Tugas dan Latihan
A - Sebutkan semua sektor yang tercantum dalam nama aliansi serikat pekerja pada teks tentang buruh yang bekerja meski positif Covid-19.
B - Tuliskan lanjutan teks tentang buruh yang bekerja meski positif Covid-19, dimulai setelah kalimat terakhirnya.

Teks Bacaan
☆ ☆ ☆ ☆ ☆

Jakarta – Aliansi Serikat Pekerja Sektor tekstil, Garmen, sepatu dan kulit mencatat sejumlah buruh tetap masuk kerja meski terkonfirmasi positif Covid-19. Mereka terpaksa bekerja karena terancam tidak dapat upah bila absen dengan alasan sakit.
Buruh tidak memperoleh jaminan upah bila mereka bekerja dari rumah atau work from home (WFH) karena statusnya merupakan pekerja kontrak atau pekerja lepas.
Sejak Undang-Undang Nomor 11 Tahun 2021 tentang Cipta Kerja disahkan, banyak buruh dengan status pegawai tetap mengalami pemutusan hubungan kerja atau PHK dan diperkerjakan kembali dengan status pekerja lepas.
Dengan begitu buruh hanya akan memperoleh bayaran sesuai dengan jam kerja mereka. Buruh berhadapan dengan ancaman risiko kesehatan yang tinggi dengan jaminan yang minim.

☆ ☆ ☆ ☆ ☆

Kutipan Data
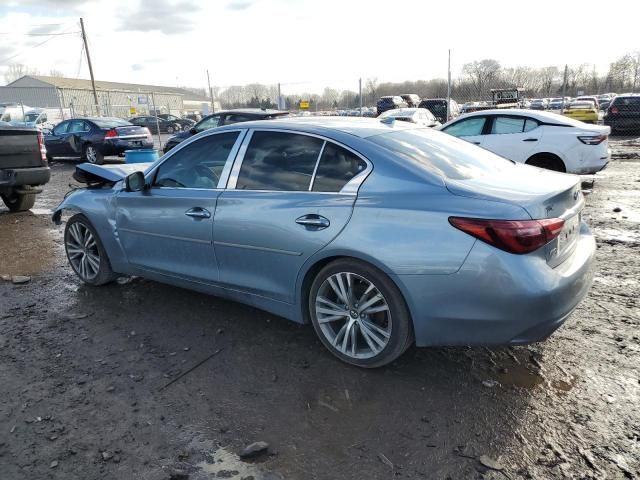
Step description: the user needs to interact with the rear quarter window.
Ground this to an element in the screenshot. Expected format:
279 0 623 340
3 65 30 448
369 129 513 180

☆ ☆ ☆ ☆ ☆

Jawaban
A - Tekstil, garmen, sepatu, dan kulit.

B -
Hal ini diperparah dengan adanya Omnibuslaw pemerintah telah keliru menerapkan Omnibuslaw pada saat pandemi Covid akibatnya negara tak bisa melindungi rakyatnya.

Presiden Konfederasi Serikat Pekerja Indonesia Said Iqbal mengatakan bahwa pandemi Covid-19 di gelombang dua ini saat ini didominasi oleh para pekerja buruh yang bekerja di sektor industri manufaktur atau fabrikasi.
“Manufaktur atau pabrik ini ada dua kategori ada padat karya, dan padat modal. Oleh karena itu pendekatannya enggak bisa sama antara perkantoran dengan pabrik,” ujar Said Iqbal saat diwawancarai Tagar TV, Rabu, 21 Juli 2021.
Untuk sektor pabrik tidak bisa untuk di pekerjakan dari rumah beda hal nya dengan pegawai kantor. Iqbal mengatakan jika mereka di WFH kan, maka itu berarti diliburkan maka akan lebih tepat penyebutannya diliburkan dengan sistem kerja bergilir.
“Berdasarkan hasil data dan fakta lapangan yang ditemukan oleh KSPI lebih dari 10 persen buruh pabrik atau manufaktur, terpapar Covid-19,” ujarnya.
Ketika dilakukan tracing oleh perusahaan dan hasilnya positif, buruh tersebut mau tidak mau harus di liburkan. Persoalannya pabrik tidak mau meliburkan buruh tersebut karena jika diliburkan pabrik akan rugi.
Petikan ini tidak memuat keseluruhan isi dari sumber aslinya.